#### YOUR ASSIGNMENT
Looking at the entries below, state how many lines contain the word "roof". Give the number alone.

Collected data entries:
* * *

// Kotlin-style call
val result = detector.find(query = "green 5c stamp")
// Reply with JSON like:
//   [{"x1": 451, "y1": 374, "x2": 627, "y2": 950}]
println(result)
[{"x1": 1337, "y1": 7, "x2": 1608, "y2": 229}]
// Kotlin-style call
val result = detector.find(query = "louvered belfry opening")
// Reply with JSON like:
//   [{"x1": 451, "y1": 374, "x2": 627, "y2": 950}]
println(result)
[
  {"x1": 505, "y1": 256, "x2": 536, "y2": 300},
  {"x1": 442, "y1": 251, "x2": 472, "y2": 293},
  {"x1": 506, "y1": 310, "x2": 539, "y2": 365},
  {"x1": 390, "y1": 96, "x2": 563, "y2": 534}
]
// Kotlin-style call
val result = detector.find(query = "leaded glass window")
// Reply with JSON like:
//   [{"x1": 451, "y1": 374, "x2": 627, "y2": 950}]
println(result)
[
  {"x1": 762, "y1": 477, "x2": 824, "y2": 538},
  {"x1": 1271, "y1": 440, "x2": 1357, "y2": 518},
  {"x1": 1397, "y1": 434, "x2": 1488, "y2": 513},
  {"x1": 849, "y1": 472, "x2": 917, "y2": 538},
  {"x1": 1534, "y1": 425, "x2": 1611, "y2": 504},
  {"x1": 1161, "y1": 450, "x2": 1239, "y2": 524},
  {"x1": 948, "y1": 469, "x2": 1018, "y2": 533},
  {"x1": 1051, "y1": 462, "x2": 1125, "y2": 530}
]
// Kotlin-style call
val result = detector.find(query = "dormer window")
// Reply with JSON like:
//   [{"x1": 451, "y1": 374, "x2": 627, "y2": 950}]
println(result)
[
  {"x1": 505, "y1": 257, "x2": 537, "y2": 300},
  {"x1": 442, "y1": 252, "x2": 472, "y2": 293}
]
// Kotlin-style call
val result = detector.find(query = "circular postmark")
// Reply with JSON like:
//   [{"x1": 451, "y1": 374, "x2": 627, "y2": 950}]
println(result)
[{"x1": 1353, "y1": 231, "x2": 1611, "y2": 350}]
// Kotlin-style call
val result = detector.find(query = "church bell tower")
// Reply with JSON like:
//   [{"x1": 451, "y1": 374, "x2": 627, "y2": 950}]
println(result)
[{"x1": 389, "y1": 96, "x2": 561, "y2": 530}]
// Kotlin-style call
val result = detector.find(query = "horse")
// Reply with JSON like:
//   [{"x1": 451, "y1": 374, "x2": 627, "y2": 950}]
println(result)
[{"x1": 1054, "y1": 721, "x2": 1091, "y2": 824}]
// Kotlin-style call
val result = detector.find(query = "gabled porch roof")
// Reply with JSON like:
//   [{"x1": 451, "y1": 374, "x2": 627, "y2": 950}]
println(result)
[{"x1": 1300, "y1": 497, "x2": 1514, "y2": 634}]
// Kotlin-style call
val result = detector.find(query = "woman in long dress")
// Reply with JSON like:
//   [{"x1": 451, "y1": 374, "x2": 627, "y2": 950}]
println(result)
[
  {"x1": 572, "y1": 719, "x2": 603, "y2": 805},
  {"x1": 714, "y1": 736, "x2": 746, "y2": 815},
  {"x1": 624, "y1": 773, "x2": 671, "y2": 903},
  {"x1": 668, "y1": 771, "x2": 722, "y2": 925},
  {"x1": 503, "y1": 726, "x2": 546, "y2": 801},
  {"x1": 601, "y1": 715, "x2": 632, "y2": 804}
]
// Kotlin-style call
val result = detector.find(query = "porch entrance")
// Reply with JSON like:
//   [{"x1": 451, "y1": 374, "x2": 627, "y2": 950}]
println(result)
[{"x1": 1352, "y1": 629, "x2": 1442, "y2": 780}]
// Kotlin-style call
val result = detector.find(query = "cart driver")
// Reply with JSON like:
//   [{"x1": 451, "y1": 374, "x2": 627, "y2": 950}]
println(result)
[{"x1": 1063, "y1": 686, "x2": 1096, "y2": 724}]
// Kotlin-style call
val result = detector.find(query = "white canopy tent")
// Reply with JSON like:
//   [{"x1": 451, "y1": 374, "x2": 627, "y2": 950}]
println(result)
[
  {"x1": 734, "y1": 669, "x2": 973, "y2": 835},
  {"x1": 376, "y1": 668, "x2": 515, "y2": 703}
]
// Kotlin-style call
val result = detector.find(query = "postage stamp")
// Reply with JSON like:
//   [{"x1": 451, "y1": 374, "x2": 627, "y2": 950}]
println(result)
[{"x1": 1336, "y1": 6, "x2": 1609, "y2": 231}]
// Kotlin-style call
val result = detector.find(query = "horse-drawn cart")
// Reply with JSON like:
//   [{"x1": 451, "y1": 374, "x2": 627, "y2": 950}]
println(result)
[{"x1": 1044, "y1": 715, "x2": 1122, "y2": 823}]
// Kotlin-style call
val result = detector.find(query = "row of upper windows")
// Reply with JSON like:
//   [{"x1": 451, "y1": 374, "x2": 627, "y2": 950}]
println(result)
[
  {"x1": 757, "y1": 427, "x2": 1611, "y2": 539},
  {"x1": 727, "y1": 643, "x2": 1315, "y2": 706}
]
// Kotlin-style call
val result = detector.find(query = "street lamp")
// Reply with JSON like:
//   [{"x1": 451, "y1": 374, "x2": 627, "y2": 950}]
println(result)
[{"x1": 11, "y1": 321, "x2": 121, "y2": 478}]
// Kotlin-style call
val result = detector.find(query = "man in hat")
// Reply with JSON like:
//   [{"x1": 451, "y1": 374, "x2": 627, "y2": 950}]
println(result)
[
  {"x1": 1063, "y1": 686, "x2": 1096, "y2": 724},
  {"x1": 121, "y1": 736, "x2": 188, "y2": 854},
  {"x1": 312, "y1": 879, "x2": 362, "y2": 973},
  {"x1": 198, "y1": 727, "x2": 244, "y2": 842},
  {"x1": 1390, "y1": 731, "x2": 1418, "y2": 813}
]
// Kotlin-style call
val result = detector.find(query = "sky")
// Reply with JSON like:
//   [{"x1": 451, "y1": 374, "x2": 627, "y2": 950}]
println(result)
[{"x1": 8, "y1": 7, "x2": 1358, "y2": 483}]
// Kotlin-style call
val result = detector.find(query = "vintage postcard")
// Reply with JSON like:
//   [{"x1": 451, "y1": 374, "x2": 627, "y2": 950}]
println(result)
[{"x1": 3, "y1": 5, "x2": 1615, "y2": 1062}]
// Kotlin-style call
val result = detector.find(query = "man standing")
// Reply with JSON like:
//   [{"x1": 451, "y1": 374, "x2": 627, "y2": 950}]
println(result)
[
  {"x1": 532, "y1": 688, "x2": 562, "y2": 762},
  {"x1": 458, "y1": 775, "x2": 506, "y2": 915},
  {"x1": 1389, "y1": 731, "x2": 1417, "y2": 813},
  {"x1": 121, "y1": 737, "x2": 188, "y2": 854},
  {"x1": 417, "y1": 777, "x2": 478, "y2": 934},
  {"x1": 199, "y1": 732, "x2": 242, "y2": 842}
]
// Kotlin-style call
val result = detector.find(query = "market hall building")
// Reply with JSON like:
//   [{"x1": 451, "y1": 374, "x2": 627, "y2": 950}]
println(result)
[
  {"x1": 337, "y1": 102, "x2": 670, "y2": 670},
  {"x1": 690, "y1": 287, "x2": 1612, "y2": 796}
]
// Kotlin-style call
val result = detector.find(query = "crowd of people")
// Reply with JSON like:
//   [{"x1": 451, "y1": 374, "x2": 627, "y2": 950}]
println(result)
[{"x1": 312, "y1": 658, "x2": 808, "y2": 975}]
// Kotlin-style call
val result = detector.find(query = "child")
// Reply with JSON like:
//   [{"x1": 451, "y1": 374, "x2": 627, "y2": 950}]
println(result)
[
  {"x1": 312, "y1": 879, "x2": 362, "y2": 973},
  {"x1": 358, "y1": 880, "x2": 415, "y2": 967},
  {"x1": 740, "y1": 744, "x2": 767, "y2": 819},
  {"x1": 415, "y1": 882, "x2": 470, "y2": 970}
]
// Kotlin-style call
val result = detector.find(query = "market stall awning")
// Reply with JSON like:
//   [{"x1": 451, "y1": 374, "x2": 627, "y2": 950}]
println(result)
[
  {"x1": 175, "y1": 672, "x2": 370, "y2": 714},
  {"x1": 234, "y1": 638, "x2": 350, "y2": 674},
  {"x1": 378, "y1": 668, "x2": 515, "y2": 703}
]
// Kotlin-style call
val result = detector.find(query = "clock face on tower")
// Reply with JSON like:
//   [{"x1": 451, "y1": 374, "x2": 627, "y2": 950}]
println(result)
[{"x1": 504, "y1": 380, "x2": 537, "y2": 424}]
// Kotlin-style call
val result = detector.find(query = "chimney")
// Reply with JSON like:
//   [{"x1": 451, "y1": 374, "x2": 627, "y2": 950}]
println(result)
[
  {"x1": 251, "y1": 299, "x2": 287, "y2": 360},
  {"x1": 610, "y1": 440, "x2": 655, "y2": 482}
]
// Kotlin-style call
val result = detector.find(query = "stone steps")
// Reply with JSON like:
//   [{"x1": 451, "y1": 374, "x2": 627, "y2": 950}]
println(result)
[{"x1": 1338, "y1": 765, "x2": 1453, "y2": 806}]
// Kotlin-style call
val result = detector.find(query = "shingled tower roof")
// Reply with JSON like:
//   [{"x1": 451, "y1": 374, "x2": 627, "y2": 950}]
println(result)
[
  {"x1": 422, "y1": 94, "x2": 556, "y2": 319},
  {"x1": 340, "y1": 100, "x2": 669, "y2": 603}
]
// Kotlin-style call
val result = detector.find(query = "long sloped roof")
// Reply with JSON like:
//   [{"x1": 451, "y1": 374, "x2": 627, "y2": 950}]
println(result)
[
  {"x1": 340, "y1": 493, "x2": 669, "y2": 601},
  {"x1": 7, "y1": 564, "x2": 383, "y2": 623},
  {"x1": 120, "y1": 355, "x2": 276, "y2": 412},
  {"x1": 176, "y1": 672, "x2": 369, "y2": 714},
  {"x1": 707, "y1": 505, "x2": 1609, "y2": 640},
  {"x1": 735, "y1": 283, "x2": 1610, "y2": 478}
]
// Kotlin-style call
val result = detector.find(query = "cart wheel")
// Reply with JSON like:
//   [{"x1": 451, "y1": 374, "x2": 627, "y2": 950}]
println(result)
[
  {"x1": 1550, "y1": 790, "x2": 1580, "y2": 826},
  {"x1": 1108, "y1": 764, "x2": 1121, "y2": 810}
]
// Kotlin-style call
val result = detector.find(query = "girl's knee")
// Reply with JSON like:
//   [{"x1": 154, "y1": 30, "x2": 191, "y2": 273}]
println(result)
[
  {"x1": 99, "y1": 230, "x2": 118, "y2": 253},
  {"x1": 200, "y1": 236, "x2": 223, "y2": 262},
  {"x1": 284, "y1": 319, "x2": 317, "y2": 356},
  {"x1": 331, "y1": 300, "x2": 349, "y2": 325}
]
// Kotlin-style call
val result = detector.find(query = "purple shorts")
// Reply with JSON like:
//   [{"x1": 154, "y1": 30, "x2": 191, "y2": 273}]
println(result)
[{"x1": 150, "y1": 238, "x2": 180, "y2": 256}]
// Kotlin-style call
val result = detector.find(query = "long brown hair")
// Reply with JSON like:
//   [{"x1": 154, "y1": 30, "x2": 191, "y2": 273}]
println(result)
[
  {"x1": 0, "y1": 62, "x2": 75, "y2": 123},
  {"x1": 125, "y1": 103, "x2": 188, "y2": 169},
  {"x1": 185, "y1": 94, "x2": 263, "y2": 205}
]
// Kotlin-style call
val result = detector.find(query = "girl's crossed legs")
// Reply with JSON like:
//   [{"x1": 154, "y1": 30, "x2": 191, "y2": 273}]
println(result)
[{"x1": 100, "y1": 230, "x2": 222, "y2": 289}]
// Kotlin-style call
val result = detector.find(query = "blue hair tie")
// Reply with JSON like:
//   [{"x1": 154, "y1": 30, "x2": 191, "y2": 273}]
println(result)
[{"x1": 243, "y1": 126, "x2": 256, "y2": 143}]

* * *

#### RESPONSE TO THIS TASK
3